Stated exercise
Copy the records from the line containing "Note: identify the ground" through the end, swapping "bamboo rail" for "bamboo crosspiece" and changing nothing else.
####
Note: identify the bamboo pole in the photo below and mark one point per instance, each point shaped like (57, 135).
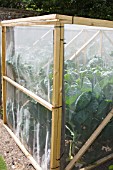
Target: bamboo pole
(99, 162)
(101, 38)
(108, 37)
(90, 140)
(85, 45)
(4, 73)
(21, 146)
(57, 96)
(29, 93)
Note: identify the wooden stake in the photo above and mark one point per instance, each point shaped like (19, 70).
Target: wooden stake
(57, 96)
(21, 146)
(99, 162)
(90, 140)
(4, 73)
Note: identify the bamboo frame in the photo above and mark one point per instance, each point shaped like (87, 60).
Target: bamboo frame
(90, 140)
(56, 107)
(29, 93)
(4, 72)
(48, 19)
(57, 96)
(99, 162)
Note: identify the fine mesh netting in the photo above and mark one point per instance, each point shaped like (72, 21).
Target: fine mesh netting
(29, 58)
(31, 123)
(88, 84)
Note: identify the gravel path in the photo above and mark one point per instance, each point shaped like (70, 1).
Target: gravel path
(13, 156)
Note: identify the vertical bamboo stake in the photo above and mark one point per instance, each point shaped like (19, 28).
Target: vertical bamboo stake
(57, 96)
(100, 43)
(4, 72)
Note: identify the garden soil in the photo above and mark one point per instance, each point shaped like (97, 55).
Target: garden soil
(13, 156)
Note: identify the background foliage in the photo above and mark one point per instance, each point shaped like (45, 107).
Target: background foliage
(94, 8)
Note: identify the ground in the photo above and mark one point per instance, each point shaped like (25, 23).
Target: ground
(16, 160)
(13, 156)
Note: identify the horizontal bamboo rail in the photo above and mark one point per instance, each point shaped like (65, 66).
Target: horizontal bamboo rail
(99, 162)
(90, 140)
(50, 19)
(21, 146)
(31, 23)
(29, 93)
####
Answer to the exercise
Note: identify the ground in the photo above and mark one point per instance, each point shaped like (25, 23).
Target: ground
(16, 160)
(13, 156)
Note: identify the horizontal bamboo crosspiece in the photo above and mark one point per instance, each point shaped like (65, 66).
Target: horizontal bamboo crosspiece
(99, 162)
(90, 140)
(50, 19)
(21, 146)
(31, 23)
(29, 93)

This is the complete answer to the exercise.